> _Goal_
Could you copy out the records from their first line through the line containing "[[[35,0],[2,0],[2,3],[34,6],[35,4]]]", both included, reproducing every character unchanged?
┌────────
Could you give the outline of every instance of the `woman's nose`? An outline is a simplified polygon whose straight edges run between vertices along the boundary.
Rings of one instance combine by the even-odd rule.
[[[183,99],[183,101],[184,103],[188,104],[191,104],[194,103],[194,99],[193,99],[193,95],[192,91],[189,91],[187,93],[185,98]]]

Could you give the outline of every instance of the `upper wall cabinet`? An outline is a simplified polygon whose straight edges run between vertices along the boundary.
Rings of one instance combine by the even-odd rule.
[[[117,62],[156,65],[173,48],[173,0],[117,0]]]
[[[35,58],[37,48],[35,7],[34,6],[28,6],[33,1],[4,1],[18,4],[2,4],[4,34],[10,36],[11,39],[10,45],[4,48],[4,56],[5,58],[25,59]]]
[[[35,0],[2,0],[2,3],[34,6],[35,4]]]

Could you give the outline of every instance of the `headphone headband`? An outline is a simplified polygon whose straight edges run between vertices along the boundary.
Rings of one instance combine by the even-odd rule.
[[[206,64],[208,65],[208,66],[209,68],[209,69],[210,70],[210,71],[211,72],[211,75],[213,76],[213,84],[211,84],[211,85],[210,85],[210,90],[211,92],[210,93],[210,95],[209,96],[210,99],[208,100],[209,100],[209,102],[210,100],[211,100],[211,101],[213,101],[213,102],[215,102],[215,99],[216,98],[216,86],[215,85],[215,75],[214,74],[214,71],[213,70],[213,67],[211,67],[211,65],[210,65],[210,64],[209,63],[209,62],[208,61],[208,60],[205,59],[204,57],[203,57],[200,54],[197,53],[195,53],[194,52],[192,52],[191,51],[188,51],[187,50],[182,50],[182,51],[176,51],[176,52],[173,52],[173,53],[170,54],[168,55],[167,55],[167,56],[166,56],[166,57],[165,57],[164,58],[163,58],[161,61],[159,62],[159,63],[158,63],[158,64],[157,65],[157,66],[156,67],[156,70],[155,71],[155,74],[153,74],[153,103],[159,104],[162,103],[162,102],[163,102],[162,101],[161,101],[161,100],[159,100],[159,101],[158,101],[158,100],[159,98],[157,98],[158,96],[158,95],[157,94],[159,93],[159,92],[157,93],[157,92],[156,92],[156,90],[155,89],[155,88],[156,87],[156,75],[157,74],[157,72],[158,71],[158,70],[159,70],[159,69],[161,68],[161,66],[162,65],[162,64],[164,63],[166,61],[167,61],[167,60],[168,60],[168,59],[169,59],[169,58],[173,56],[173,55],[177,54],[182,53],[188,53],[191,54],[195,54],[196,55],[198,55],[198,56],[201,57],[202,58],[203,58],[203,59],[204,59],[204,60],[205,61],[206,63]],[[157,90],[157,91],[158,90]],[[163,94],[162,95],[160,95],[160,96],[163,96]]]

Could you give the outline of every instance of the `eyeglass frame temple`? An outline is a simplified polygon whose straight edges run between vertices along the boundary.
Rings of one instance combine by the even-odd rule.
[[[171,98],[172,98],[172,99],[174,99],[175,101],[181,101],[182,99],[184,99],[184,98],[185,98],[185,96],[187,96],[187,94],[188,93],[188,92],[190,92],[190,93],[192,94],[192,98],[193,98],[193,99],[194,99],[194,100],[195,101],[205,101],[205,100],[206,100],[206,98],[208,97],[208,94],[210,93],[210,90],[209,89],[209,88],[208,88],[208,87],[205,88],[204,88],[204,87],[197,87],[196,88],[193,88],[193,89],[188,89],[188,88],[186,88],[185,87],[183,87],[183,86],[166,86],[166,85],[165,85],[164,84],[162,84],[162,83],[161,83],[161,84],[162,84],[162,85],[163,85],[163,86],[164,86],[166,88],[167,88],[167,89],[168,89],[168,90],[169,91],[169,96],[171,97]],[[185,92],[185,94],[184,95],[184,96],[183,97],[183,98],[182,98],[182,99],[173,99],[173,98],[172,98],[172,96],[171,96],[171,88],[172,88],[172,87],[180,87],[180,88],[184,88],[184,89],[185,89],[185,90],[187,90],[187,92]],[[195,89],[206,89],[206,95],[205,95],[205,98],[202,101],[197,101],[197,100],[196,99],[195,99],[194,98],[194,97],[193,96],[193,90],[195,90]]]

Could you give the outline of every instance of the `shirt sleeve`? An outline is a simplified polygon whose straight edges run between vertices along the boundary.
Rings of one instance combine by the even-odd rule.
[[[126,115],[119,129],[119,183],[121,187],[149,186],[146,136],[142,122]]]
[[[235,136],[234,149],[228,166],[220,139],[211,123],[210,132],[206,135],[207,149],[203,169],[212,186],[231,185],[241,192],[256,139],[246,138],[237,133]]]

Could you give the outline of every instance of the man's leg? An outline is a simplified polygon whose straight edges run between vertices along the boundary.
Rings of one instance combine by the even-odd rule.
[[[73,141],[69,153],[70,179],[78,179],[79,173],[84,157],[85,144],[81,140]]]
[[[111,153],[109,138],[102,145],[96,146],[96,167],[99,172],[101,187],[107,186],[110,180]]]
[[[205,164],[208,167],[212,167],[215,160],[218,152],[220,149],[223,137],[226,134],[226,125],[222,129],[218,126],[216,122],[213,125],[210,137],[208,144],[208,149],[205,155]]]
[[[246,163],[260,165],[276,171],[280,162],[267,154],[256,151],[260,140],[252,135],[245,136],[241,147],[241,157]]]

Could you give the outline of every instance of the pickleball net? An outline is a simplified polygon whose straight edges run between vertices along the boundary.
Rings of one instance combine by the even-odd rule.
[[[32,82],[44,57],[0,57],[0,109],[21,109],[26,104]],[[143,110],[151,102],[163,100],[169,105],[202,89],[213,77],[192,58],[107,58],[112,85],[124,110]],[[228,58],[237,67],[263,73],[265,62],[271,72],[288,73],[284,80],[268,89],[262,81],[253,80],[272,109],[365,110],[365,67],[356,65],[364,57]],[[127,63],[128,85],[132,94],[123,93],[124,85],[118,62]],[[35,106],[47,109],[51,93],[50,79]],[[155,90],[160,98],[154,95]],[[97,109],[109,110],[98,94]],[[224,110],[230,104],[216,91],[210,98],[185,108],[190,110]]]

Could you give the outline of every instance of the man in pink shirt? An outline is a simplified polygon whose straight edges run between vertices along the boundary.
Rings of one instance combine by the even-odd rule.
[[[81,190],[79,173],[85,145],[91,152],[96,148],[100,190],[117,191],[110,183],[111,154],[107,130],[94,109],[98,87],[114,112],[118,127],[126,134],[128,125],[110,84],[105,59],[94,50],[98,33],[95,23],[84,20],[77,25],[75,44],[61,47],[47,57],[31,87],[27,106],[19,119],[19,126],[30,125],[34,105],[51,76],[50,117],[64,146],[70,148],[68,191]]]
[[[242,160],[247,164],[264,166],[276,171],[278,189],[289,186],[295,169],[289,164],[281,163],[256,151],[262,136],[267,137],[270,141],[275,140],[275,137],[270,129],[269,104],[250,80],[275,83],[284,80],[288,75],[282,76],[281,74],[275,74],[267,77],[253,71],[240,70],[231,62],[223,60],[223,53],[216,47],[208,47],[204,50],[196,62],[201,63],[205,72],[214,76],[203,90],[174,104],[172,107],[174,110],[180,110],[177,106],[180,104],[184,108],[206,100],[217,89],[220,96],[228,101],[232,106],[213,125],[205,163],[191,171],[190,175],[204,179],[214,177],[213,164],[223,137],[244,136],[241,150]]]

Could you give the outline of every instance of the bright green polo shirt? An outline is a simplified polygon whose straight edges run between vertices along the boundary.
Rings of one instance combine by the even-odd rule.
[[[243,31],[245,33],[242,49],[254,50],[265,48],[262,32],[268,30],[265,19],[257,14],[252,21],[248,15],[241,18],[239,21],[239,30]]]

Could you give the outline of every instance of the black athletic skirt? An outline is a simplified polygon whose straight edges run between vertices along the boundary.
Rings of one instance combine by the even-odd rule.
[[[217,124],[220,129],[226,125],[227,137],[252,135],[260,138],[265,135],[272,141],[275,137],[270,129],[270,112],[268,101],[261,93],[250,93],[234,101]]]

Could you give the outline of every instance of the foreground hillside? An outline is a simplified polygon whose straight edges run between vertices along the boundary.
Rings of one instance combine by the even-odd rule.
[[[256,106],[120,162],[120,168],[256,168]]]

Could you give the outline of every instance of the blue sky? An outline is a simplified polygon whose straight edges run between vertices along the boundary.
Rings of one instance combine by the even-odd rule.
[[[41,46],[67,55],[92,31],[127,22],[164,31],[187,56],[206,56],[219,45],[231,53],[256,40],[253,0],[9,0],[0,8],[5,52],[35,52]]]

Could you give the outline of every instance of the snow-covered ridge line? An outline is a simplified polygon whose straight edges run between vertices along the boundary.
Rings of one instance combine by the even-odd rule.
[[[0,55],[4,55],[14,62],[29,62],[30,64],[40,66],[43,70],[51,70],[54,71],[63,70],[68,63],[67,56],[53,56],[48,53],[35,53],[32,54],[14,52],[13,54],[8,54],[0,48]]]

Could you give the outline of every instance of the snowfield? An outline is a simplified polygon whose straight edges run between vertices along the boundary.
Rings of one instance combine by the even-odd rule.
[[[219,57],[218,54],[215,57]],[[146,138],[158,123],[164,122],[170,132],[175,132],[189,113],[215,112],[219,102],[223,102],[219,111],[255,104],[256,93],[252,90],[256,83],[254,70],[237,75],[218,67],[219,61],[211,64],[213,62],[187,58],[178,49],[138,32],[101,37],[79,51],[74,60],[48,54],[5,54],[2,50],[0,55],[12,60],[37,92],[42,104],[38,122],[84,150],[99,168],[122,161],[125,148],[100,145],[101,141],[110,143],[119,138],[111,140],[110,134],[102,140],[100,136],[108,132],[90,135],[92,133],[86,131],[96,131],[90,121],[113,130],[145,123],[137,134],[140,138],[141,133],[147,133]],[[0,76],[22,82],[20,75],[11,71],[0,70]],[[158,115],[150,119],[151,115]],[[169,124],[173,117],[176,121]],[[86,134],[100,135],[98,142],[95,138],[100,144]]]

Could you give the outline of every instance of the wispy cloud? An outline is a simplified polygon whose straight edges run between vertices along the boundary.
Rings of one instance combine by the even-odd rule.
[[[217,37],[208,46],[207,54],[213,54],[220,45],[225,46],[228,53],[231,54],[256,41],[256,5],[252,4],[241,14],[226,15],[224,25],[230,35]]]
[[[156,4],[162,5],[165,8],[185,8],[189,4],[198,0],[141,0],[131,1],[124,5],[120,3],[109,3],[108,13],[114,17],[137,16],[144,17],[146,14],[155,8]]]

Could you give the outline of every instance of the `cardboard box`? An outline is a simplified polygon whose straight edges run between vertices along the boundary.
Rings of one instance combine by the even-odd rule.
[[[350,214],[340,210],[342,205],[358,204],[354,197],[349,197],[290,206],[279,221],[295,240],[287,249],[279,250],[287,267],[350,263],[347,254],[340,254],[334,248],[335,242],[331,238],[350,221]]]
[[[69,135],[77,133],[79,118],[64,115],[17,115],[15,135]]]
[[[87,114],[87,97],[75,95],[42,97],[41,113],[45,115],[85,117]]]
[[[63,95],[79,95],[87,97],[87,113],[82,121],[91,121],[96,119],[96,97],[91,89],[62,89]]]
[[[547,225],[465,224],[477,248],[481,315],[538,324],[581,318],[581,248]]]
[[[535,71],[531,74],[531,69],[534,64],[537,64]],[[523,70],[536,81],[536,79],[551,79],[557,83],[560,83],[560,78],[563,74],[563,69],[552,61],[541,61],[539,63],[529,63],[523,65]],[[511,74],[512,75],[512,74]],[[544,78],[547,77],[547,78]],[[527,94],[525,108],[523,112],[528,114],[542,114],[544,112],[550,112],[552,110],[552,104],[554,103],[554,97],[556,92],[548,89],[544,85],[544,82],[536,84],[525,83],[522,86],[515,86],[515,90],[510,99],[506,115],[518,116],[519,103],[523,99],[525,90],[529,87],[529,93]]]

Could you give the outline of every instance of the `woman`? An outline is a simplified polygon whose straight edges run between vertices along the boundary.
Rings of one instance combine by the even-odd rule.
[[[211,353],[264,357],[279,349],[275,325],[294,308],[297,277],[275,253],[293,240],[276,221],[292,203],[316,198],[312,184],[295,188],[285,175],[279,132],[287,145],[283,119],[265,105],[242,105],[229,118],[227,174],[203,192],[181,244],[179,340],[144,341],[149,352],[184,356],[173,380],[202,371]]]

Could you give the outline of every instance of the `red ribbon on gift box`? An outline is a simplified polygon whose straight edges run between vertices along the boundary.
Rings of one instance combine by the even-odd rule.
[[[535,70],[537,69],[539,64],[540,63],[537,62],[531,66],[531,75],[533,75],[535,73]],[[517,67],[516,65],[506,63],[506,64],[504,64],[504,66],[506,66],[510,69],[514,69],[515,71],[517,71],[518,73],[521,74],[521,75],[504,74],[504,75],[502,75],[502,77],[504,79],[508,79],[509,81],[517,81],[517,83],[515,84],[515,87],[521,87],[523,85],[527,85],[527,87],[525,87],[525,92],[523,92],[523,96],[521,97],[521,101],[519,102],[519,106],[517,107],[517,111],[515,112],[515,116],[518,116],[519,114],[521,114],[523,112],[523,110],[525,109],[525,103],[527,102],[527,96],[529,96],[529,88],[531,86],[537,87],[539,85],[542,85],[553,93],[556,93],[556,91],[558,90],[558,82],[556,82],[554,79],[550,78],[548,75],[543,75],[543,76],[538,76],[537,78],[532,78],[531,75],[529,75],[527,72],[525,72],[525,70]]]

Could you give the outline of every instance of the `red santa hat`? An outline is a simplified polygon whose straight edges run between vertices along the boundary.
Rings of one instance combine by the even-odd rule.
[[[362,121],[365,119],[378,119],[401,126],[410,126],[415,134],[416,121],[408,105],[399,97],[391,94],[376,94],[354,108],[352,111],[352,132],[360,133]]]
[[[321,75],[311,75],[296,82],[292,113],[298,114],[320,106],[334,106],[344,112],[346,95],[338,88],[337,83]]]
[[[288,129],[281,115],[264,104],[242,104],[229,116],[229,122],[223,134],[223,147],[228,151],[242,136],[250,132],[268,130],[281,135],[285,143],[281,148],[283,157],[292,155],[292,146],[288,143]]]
└────────
> _Solved exercise_
Could you give the outline of every instance of the `woman's nose`? An outline is a simplified polygon whose straight edges run between vertices along the boundary.
Rings of one instance combine by the even-odd rule.
[[[183,99],[183,101],[184,103],[188,104],[191,104],[194,103],[194,99],[193,99],[193,95],[192,91],[189,91],[187,93],[185,98]]]

Could you give the outline of every instance of the `upper wall cabinet`? An outline is a simplified polygon whose straight edges run between vertices along the boundary.
Rings of one instance combine by the even-odd rule.
[[[117,62],[156,65],[173,48],[173,0],[117,0]]]
[[[35,58],[37,48],[35,7],[34,6],[28,6],[33,1],[4,1],[18,4],[2,4],[4,34],[10,36],[11,39],[10,45],[4,48],[4,56],[5,58],[25,59]]]
[[[35,0],[2,0],[2,3],[34,6],[35,4]]]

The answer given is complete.